### Reading passage
::::

The Pentagon and State Department have recommended to the White House that there be no increase in the current limit of 55 U.S. military personnel training government troops in El Salvador, administration officials said yesterday.

The Pentagon had under study last month a proposal to raise the administration's self-imposed limit on advisers to 125. Gen. Wallace H. Nutting, former head of the U.S. Southern Command in Panama, said in an interview that 55 advisers were not enough. But a Pentagon-State working group decided not to forward such a recommendation to President Reagan, in part on grounds that Salvadoran troops can be trained in neighboring Honduras.

While the administration was moving to limit its land presence in El Salvador, it also was moving yesterday to reestablish a strong naval presence in Central American waters as the aircraft carrier USS Coral Sea and its escorts started patrolling off Nicaragua's east coast, and the battleship USS New Jersey steamed toward the country's west coast.

The Coral Sea replaces the carrier USS Ranger, which left Central American waters last week.

::::

### Data excerpts

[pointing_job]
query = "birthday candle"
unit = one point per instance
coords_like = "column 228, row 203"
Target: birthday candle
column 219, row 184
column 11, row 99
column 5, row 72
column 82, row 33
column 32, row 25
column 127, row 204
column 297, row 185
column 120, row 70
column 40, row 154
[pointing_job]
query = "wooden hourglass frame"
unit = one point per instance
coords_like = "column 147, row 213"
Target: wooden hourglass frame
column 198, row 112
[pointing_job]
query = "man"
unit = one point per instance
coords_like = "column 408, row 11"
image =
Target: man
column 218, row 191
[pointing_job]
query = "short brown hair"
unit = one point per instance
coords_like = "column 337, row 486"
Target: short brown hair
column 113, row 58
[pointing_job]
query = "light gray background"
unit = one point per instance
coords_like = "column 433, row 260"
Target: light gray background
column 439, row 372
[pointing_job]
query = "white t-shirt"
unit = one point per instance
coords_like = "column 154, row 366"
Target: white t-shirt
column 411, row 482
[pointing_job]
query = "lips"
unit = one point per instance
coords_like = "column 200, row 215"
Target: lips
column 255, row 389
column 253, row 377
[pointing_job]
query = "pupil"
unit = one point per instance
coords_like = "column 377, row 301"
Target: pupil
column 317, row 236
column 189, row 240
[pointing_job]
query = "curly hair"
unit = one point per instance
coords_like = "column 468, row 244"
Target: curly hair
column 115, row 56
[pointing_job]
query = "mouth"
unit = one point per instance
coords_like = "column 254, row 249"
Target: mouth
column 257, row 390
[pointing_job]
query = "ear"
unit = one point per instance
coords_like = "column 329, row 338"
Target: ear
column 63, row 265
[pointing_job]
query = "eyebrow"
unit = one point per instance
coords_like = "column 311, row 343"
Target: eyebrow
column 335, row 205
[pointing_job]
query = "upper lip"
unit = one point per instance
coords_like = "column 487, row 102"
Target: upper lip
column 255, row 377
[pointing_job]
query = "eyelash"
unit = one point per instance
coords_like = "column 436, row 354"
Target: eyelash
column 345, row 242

::::

### Aim of the task
Can you transcribe the stretch of the El Salvador advisers report from "The Pentagon had" through "country's west coast." word for word?

### Output of the exercise
The Pentagon had under study last month a proposal to raise the administration's self-imposed limit on advisers to 125. Gen. Wallace H. Nutting, former head of the U.S. Southern Command in Panama, said in an interview that 55 advisers were not enough. But a Pentagon-State working group decided not to forward such a recommendation to President Reagan, in part on grounds that Salvadoran troops can be trained in neighboring Honduras.

While the administration was moving to limit its land presence in El Salvador, it also was moving yesterday to reestablish a strong naval presence in Central American waters as the aircraft carrier USS Coral Sea and its escorts started patrolling off Nicaragua's east coast, and the battleship USS New Jersey steamed toward the country's west coast.